Dataset records on object locations
—————

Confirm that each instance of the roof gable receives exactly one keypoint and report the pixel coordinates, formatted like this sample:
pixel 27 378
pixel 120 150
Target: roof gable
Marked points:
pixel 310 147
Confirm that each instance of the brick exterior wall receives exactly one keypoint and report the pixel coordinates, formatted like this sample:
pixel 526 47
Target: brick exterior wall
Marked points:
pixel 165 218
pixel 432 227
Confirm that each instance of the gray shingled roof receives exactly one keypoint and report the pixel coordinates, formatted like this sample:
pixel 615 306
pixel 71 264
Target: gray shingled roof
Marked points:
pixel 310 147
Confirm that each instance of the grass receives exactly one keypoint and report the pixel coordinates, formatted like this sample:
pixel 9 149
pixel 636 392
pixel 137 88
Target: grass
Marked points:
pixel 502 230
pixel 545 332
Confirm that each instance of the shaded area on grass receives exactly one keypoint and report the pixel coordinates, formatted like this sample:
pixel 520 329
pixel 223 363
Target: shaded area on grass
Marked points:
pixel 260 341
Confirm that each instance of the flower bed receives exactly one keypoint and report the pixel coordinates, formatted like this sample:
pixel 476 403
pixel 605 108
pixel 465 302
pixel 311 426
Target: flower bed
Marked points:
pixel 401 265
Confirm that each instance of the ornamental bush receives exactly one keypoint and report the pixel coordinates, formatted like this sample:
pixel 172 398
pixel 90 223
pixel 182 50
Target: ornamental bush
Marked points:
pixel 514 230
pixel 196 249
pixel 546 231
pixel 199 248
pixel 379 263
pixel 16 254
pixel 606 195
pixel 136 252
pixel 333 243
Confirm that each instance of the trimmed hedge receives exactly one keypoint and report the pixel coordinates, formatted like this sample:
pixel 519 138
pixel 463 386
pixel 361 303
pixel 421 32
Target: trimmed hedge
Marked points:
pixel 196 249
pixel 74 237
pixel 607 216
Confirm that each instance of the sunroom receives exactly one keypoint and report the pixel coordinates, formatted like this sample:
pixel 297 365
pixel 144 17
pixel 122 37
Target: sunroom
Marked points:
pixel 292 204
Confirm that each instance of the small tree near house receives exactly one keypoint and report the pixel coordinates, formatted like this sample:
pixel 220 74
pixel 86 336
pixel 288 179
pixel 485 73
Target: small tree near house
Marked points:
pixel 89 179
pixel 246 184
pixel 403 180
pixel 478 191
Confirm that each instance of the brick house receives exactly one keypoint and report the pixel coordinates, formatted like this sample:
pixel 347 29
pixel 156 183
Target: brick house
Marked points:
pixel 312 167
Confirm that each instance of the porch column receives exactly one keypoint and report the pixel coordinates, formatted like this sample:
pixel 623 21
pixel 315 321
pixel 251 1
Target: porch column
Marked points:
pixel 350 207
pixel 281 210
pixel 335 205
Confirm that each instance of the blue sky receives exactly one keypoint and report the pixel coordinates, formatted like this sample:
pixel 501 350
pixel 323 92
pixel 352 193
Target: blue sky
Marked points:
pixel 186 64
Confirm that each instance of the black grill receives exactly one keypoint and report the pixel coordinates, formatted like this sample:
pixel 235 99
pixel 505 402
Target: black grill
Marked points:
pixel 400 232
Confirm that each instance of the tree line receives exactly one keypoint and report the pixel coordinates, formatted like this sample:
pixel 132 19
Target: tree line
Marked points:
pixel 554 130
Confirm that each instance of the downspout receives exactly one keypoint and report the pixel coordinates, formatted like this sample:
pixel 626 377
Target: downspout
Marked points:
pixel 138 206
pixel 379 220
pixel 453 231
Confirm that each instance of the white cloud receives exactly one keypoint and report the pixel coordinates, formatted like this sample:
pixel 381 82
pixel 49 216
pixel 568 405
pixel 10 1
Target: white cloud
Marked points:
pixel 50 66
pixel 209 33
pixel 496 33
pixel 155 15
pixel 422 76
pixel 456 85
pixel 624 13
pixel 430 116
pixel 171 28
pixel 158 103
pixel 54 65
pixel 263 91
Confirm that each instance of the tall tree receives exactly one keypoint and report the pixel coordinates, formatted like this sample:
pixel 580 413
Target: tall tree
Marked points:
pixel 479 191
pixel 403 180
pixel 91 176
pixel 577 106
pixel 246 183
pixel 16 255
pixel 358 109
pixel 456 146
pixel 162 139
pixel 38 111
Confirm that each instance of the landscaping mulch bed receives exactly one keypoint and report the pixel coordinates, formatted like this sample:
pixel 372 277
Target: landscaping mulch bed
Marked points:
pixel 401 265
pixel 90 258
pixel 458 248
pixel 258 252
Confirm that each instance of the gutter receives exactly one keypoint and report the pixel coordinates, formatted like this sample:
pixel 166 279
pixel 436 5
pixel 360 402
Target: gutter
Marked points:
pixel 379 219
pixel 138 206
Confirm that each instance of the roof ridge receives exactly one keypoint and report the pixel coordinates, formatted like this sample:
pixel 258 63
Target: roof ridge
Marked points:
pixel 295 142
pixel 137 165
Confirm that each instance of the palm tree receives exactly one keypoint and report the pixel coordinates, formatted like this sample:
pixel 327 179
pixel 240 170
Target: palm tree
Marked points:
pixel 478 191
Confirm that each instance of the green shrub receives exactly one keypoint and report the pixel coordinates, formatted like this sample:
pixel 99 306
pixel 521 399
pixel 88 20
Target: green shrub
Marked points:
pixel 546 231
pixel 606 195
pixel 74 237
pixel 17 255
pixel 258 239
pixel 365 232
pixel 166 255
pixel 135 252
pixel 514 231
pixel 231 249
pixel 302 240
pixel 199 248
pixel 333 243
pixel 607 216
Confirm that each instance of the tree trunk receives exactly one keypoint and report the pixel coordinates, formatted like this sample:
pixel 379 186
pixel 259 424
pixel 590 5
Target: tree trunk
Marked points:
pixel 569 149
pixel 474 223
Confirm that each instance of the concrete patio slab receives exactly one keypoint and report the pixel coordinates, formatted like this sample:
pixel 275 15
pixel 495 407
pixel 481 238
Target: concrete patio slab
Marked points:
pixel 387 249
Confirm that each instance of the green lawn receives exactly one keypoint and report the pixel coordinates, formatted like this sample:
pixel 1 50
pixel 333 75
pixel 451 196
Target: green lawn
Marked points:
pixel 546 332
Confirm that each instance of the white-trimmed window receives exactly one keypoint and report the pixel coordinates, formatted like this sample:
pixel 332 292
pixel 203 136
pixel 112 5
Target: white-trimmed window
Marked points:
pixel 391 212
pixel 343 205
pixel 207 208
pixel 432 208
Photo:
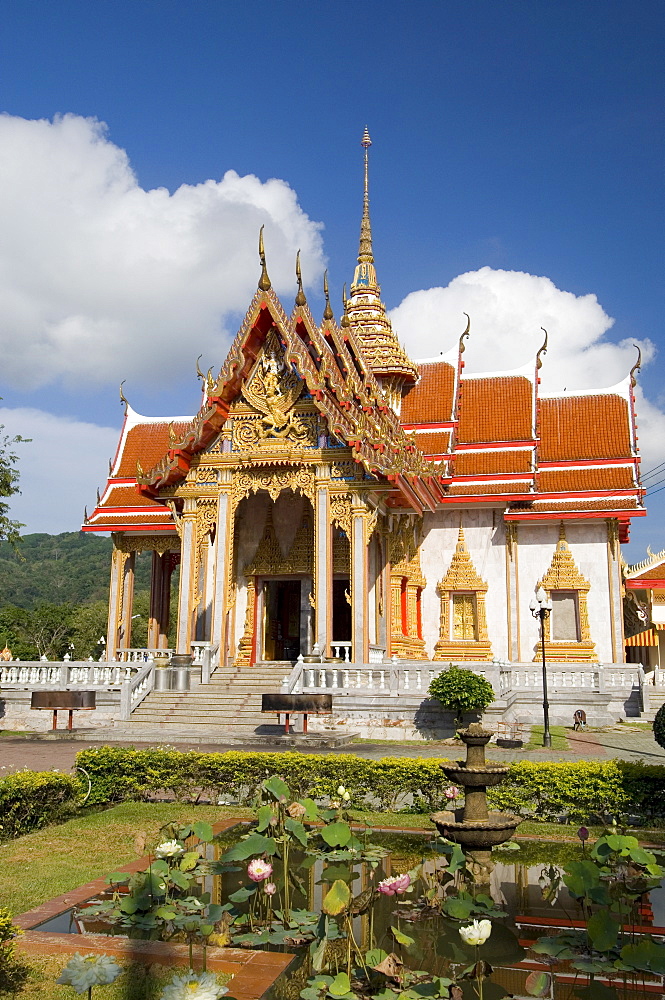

—————

Give all the records above as a Markdown table with the columns Row and Line, putting each line in its own numbered row. Leave out blank lines and the pictures.

* [Response]
| Row | Line |
|---|---|
| 1 | Confirm that each instance of the roof gable receives exactly one keypoint and report the pixel coordinates, formatted like this sample: |
| 2 | pixel 27 378 |
| 3 | pixel 120 150 |
| 4 | Target: roof gable |
| 5 | Marked points: |
| 6 | pixel 310 147 |
| 7 | Confirm that each instance of the brick exterior wall receives exactly one keypoint and report the pixel coordinates, formatted like this sample: |
| 8 | pixel 526 47 |
| 9 | Target: brick exterior wall |
| 10 | Marked points: |
| 11 | pixel 165 218 |
| 12 | pixel 432 227 |
| 13 | Confirm that each instance of the gray shingled roof receives exactly one keypoint and report the pixel coordinates, formatted like this sample: |
| 14 | pixel 615 306 |
| 15 | pixel 71 264 |
| 16 | Target: gray shingled roof |
| 17 | Marked points: |
| 18 | pixel 310 147 |
| 19 | Confirm that each instance of the grass receives exactly one keypoint and report the pixel coordinates, formatted like this sample: |
| 20 | pixel 9 149 |
| 21 | pixel 636 392 |
| 22 | pixel 137 88 |
| 23 | Target: grass |
| 24 | Marked points: |
| 25 | pixel 502 230 |
| 26 | pixel 545 332 |
| 27 | Confirm that each instance of the shaded area on grass receives exactly one keypoint and report the pixel coordinates, formatted like this sample: |
| 28 | pixel 520 329 |
| 29 | pixel 223 363 |
| 30 | Target: shaded area on grass |
| 31 | Marked points: |
| 32 | pixel 260 341 |
| 33 | Confirm that each instance of the flower bed receives exactly one keypoint and report the pixel coordinates, formatted like this sample: |
| 34 | pixel 476 403 |
| 35 | pixel 605 108 |
| 36 | pixel 465 302 |
| 37 | pixel 311 426 |
| 38 | Target: flower bed |
| 39 | Marked points: |
| 40 | pixel 401 265 |
| 41 | Confirm that each instance of the ornamental bush receives exactly one keypoint and report the pixel coordinates, formatted like this sample: |
| 42 | pixel 172 398 |
| 43 | pixel 90 223 |
| 44 | pixel 182 50 |
| 45 | Target: ornamental bush |
| 46 | Marked points: |
| 47 | pixel 514 230 |
| 48 | pixel 196 249 |
| 49 | pixel 546 231 |
| 50 | pixel 199 248 |
| 51 | pixel 379 263 |
| 52 | pixel 16 254 |
| 53 | pixel 606 195 |
| 54 | pixel 136 252 |
| 55 | pixel 333 243 |
| 56 | Confirm that each instance of the trimmed hedge receives exactly one keypoint and report the pixel coordinates, formatted like this sample: |
| 57 | pixel 519 138 |
| 58 | pixel 463 386 |
| 59 | pixel 361 303 |
| 60 | pixel 421 32 |
| 61 | Target: trimmed hedge |
| 62 | Marked points: |
| 63 | pixel 196 249 |
| 64 | pixel 74 237 |
| 65 | pixel 607 216 |
| 66 | Confirm that each instance of the sunroom receives exactly one keypoint and report the pixel coordinates, formatted like this sample: |
| 67 | pixel 297 365 |
| 68 | pixel 144 17 |
| 69 | pixel 122 37 |
| 70 | Target: sunroom |
| 71 | Marked points: |
| 72 | pixel 292 204 |
| 73 | Confirm that each instance of the small tree near house receives exactly one keypoint and report the pixel coordinates, formatted like this sample: |
| 74 | pixel 220 74 |
| 75 | pixel 86 336 |
| 76 | pixel 288 179 |
| 77 | pixel 485 73 |
| 78 | Target: small tree near house |
| 79 | Marked points: |
| 80 | pixel 89 179 |
| 81 | pixel 246 184 |
| 82 | pixel 403 180 |
| 83 | pixel 478 191 |
| 84 | Confirm that each instance of the brick house receives exactly one keypoint and report the pixel coordinates, formatted like this sample: |
| 85 | pixel 347 29 |
| 86 | pixel 156 183 |
| 87 | Target: brick house |
| 88 | Marked points: |
| 89 | pixel 312 167 |
| 90 | Confirm that each instance of the porch column receives exactly one keypoint and report the pixel coordinates, formatted like this sample: |
| 91 | pixel 623 21 |
| 92 | pixel 315 321 |
| 93 | pixel 251 1 |
| 94 | Target: porch column |
| 95 | Marked points: |
| 96 | pixel 350 207 |
| 97 | pixel 281 210 |
| 98 | pixel 335 205 |
| 99 | Confirm that each instance of the blue sky receives exactly one keypoint and report the pixel coordinates, formatted like this sample: |
| 100 | pixel 501 350 |
| 101 | pixel 323 92 |
| 102 | pixel 352 193 |
| 103 | Target: blue sky |
| 104 | Marked points: |
| 105 | pixel 186 64 |
| 106 | Confirm that each instance of the black grill receives exactly one keypoint and report the pixel coordinates, formatted like this sample: |
| 107 | pixel 235 99 |
| 108 | pixel 505 402 |
| 109 | Target: black grill |
| 110 | Marked points: |
| 111 | pixel 400 232 |
| 112 | Confirm that each instance of the tree line receives exactly one keypoint and report the pixel coordinates, formatted like this sample: |
| 113 | pixel 132 19 |
| 114 | Target: tree line |
| 115 | Marked points: |
| 116 | pixel 554 130 |
| 117 | Confirm that each instance of the downspout receives exactly one keypoint and report the pixel coordinates, formatted like this sample: |
| 118 | pixel 626 377 |
| 119 | Target: downspout |
| 120 | Marked points: |
| 121 | pixel 138 206 |
| 122 | pixel 379 220 |
| 123 | pixel 453 231 |
| 124 | Confirm that each instance of the white cloud receives exactly one keypoint and report the pixel coordinates, formatted like this sample: |
| 125 | pixel 381 82 |
| 126 | pixel 49 216 |
| 127 | pixel 568 405 |
| 128 | pixel 10 1 |
| 129 | Target: white cloud |
| 130 | Marked points: |
| 131 | pixel 50 66 |
| 132 | pixel 209 33 |
| 133 | pixel 496 33 |
| 134 | pixel 155 15 |
| 135 | pixel 422 76 |
| 136 | pixel 456 85 |
| 137 | pixel 624 13 |
| 138 | pixel 430 116 |
| 139 | pixel 171 28 |
| 140 | pixel 158 103 |
| 141 | pixel 54 65 |
| 142 | pixel 263 91 |
| 143 | Confirm that each instance of the tall tree receives exactly one keypoint and report the pixel coordinates, formatted like this sample: |
| 144 | pixel 580 413 |
| 145 | Target: tall tree |
| 146 | Marked points: |
| 147 | pixel 479 191 |
| 148 | pixel 403 180 |
| 149 | pixel 91 176 |
| 150 | pixel 577 106 |
| 151 | pixel 246 183 |
| 152 | pixel 16 255 |
| 153 | pixel 358 109 |
| 154 | pixel 456 146 |
| 155 | pixel 162 139 |
| 156 | pixel 38 111 |
| 157 | Confirm that each instance of the landscaping mulch bed receives exactly one keypoint and report the pixel coordinates, formatted like this sample: |
| 158 | pixel 372 277 |
| 159 | Target: landscaping mulch bed |
| 160 | Marked points: |
| 161 | pixel 401 265 |
| 162 | pixel 90 258 |
| 163 | pixel 458 248 |
| 164 | pixel 258 252 |
| 165 | Confirm that each instance of the gutter receives exactly one keypoint and report the pixel coordinates, formatted like this sample: |
| 166 | pixel 166 279 |
| 167 | pixel 436 5 |
| 168 | pixel 360 402 |
| 169 | Target: gutter |
| 170 | Marked points: |
| 171 | pixel 379 219 |
| 172 | pixel 138 206 |
| 173 | Confirm that each instance of the roof ridge receives exactly one keypoint and report the pixel coordinates, formatted like this sample: |
| 174 | pixel 258 63 |
| 175 | Target: roof ridge |
| 176 | Marked points: |
| 177 | pixel 295 142 |
| 178 | pixel 137 165 |
| 179 | Confirm that each instance of the palm tree receives exactly one keypoint and report the pixel coordinates, formatted like this sample: |
| 180 | pixel 327 179 |
| 181 | pixel 240 170 |
| 182 | Target: palm tree |
| 183 | Marked points: |
| 184 | pixel 478 191 |
| 185 | Confirm that each instance of the green shrub receives exactly one keypoint and report the pixel coordinates, formatted like this sample: |
| 186 | pixel 99 306 |
| 187 | pixel 521 399 |
| 188 | pixel 88 20 |
| 189 | Target: green shrub |
| 190 | Marked points: |
| 191 | pixel 546 231 |
| 192 | pixel 606 195 |
| 193 | pixel 74 237 |
| 194 | pixel 17 255 |
| 195 | pixel 258 239 |
| 196 | pixel 365 232 |
| 197 | pixel 166 255 |
| 198 | pixel 135 252 |
| 199 | pixel 514 231 |
| 200 | pixel 231 249 |
| 201 | pixel 302 240 |
| 202 | pixel 199 248 |
| 203 | pixel 333 243 |
| 204 | pixel 607 216 |
| 205 | Confirm that each instance of the tree trunk receives exactly one keypoint and report the pixel coordinates, formatted like this sample: |
| 206 | pixel 379 186 |
| 207 | pixel 259 424 |
| 208 | pixel 590 5 |
| 209 | Target: tree trunk |
| 210 | Marked points: |
| 211 | pixel 569 149 |
| 212 | pixel 474 223 |
| 213 | Confirm that each instance of the concrete patio slab receives exactly one keypoint and report the pixel coordinates, formatted like this sample: |
| 214 | pixel 275 15 |
| 215 | pixel 495 407 |
| 216 | pixel 481 238 |
| 217 | Target: concrete patio slab |
| 218 | Marked points: |
| 219 | pixel 387 249 |
| 220 | Confirm that each instance of the green lawn receives exactly one keypoint and report the pixel coordinates, formatted like this sample: |
| 221 | pixel 1 50 |
| 222 | pixel 333 75 |
| 223 | pixel 451 196 |
| 224 | Target: green lawn |
| 225 | Marked points: |
| 226 | pixel 546 332 |
| 227 | Confirm that each instance of the white-trimmed window receives exactly one keypoint and report the pixel coordinates, formatted like this sample: |
| 228 | pixel 332 292 |
| 229 | pixel 203 136 |
| 230 | pixel 112 5 |
| 231 | Target: white-trimmed window |
| 232 | Marked points: |
| 233 | pixel 391 212 |
| 234 | pixel 343 205 |
| 235 | pixel 207 208 |
| 236 | pixel 432 208 |
| 237 | Photo: |